**Stated task:**
Copy out the records below, replacing every "van" with "truck" and keeping everything else the same.

**Dataset records:**
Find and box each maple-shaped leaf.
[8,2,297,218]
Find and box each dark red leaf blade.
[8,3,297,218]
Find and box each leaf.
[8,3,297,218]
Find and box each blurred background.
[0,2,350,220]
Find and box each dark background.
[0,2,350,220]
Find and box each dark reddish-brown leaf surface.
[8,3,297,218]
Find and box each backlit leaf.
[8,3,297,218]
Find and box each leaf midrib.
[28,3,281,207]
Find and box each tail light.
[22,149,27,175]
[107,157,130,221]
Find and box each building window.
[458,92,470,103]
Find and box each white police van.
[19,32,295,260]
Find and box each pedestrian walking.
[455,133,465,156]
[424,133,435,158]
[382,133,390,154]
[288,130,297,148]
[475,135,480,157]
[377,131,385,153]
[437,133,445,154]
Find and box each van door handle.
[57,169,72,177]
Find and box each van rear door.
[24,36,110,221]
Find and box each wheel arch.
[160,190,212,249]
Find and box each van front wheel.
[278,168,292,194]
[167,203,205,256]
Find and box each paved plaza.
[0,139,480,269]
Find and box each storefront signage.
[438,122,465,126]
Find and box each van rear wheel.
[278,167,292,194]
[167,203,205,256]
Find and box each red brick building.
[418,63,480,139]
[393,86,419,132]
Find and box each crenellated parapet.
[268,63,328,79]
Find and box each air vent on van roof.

**Solution to the problem:**
Find and box each maple-shaped leaf.
[8,2,297,218]
Find and box each dark red leaf blade.
[8,3,297,218]
Find and box each leaf.
[8,3,297,218]
Find and box each blurred background.
[0,2,350,220]
Find and box each dark background.
[0,2,350,220]
Find and box each dark reddish-brown leaf surface.
[8,3,297,218]
Find and box each backlit leaf.
[8,3,297,218]
Find and box each leaf midrib.
[28,3,281,207]
Find and box each tail light.
[22,149,27,175]
[107,157,130,221]
Find and box each building window.
[458,92,470,103]
Find and box each white police truck.
[19,32,295,260]
Find and box each pedestrian walking.
[455,133,465,156]
[424,133,435,158]
[382,133,390,154]
[288,130,297,148]
[475,135,480,157]
[377,131,385,153]
[437,133,445,154]
Find and box each truck door handle.
[57,169,72,177]
Find and box each truck rear door.
[24,36,110,221]
Find and box each wheel arch.
[160,190,212,249]
Find and box each truck front wheel.
[278,168,292,194]
[167,203,205,256]
Find and box each paved plaza.
[0,139,480,269]
Find and box each storefront signage.
[438,122,465,126]
Find and box each truck rear wheel.
[278,167,292,194]
[167,203,205,256]
Find and box each red brick building.
[418,63,480,139]
[393,86,419,132]
Find and box each crenellated parapet.
[268,63,328,79]
Find and box each air vent on truck roof.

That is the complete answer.